***** Given information *****

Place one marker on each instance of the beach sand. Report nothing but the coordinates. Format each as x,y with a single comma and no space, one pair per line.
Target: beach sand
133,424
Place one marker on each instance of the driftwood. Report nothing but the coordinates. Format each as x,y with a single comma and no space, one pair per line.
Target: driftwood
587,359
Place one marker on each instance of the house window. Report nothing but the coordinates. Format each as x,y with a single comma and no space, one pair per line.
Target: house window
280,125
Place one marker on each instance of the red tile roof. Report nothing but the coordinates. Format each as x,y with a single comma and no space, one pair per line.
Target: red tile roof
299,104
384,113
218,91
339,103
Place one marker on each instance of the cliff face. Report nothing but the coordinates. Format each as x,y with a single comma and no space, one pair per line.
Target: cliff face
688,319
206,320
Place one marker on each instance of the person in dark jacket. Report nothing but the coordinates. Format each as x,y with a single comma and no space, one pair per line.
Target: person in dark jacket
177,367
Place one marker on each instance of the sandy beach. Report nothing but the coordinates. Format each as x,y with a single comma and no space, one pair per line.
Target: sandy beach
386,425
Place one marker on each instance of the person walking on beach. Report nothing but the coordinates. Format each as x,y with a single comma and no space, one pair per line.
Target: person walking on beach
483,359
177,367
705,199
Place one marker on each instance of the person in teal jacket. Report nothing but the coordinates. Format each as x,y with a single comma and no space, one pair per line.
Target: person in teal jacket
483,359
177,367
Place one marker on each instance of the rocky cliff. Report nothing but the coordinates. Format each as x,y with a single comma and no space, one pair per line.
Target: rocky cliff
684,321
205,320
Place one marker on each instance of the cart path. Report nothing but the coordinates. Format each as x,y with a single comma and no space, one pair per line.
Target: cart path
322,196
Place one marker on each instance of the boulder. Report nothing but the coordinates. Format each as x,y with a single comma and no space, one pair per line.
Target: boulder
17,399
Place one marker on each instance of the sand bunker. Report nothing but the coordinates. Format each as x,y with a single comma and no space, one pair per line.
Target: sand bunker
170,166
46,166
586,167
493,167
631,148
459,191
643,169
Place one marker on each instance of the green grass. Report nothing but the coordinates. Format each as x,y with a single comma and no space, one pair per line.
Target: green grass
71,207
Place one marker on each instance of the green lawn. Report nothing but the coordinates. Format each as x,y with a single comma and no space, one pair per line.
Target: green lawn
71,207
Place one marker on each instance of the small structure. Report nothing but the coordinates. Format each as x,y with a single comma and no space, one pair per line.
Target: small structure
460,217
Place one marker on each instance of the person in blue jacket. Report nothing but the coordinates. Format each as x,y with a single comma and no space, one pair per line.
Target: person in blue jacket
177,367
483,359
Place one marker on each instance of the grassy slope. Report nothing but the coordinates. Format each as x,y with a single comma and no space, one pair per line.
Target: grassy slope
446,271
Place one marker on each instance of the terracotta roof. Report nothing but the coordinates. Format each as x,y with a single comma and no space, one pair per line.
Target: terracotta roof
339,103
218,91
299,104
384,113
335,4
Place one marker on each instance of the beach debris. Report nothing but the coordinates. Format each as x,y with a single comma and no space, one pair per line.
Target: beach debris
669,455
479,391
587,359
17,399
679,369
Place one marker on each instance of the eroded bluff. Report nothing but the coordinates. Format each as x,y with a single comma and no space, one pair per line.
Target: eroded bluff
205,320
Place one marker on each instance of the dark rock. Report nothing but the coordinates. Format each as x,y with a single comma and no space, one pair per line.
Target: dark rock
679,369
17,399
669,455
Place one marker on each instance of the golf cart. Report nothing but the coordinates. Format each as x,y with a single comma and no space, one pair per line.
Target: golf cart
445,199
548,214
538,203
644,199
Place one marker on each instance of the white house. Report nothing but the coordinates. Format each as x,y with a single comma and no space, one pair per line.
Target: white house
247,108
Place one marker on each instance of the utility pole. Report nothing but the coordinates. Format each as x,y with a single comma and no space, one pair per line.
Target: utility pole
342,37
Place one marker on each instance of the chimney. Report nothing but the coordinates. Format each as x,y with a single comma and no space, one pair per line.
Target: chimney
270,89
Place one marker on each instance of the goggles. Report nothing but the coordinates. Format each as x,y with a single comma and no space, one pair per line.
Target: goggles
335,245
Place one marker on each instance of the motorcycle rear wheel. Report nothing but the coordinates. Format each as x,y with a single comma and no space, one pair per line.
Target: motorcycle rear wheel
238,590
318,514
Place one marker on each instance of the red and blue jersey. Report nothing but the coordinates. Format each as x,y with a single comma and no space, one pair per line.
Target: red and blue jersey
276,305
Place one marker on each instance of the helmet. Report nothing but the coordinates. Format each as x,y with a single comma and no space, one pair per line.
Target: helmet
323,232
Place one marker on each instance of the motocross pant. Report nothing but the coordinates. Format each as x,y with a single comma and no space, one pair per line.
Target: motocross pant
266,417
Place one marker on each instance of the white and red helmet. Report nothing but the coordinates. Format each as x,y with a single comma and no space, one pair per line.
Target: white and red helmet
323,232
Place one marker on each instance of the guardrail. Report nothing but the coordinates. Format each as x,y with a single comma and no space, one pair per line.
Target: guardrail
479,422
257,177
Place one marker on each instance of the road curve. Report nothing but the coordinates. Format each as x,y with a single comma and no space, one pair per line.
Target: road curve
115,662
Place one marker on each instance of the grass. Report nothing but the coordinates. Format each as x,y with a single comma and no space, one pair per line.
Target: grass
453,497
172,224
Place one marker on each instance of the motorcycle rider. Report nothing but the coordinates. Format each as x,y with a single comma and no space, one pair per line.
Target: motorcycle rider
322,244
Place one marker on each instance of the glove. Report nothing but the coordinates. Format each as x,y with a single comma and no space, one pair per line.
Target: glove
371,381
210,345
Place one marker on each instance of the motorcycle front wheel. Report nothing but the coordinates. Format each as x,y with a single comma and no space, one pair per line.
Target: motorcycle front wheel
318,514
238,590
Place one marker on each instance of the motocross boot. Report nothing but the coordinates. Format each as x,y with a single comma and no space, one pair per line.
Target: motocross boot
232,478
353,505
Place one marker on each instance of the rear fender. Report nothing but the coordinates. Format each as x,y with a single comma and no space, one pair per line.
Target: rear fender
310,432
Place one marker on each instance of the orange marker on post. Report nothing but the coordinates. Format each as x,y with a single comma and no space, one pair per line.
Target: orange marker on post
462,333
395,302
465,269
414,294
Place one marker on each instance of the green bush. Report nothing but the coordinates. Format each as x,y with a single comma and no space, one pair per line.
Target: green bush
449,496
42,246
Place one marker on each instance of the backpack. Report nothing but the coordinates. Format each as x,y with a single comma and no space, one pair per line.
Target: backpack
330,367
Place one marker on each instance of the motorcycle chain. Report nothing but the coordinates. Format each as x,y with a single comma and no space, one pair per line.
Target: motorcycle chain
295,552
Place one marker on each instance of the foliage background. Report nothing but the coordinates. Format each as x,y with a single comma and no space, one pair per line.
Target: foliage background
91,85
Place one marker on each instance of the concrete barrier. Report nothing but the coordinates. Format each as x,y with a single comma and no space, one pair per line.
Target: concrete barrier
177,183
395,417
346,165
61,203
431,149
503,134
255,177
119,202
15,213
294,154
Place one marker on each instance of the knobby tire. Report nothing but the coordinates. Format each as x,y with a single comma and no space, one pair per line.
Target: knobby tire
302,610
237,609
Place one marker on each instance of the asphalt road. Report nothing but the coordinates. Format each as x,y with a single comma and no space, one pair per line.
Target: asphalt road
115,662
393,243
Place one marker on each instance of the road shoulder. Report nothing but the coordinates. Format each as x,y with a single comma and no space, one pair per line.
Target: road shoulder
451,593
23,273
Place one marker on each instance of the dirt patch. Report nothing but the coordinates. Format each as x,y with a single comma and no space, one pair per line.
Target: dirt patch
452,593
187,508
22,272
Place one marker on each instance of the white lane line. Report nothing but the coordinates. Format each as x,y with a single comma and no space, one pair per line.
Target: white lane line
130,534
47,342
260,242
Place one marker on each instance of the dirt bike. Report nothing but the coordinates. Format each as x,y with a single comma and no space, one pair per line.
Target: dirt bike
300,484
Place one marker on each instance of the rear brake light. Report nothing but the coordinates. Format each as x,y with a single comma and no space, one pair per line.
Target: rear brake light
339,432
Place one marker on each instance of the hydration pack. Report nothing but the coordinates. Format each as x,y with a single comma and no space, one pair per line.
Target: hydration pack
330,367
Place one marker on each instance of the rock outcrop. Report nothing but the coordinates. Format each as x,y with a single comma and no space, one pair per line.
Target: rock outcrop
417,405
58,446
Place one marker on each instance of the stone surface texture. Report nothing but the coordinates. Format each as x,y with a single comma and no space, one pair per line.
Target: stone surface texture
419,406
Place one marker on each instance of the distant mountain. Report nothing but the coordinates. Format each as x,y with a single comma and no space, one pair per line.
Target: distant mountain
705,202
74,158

*****
***** Given information *****

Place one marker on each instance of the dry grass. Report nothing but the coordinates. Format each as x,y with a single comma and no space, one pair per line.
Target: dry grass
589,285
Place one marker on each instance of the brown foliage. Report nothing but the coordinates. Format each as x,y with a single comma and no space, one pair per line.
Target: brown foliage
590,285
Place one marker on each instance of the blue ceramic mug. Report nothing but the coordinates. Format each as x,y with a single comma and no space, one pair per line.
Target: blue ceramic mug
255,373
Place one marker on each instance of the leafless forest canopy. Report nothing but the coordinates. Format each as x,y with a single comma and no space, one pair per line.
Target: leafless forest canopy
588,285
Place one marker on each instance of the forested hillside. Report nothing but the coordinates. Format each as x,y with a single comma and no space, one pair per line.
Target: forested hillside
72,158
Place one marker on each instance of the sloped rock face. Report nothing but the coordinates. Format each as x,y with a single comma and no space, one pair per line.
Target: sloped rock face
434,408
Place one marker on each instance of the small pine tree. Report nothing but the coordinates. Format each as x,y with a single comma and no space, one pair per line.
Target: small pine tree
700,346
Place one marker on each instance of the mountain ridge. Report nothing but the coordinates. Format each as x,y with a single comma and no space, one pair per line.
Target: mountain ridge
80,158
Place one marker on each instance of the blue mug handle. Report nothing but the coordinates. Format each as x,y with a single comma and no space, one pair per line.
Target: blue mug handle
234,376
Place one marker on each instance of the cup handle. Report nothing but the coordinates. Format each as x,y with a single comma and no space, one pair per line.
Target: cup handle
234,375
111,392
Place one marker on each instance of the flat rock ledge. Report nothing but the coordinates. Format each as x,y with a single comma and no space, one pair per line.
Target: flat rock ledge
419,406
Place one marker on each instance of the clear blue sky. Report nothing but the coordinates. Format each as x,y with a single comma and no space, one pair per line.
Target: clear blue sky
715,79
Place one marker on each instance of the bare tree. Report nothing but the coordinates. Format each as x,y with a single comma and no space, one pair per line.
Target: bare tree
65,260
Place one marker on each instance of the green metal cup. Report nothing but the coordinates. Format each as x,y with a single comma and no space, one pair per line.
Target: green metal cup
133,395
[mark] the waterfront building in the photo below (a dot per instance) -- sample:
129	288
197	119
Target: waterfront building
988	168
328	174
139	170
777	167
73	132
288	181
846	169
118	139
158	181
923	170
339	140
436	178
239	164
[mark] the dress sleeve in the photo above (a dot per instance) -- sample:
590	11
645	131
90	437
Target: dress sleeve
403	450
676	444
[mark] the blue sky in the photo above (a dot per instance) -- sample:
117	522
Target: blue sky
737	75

*****

> **What the task asks**
Only a number is wanted here: how many lines of the material contain the string "above".

> **Answer to this task**
2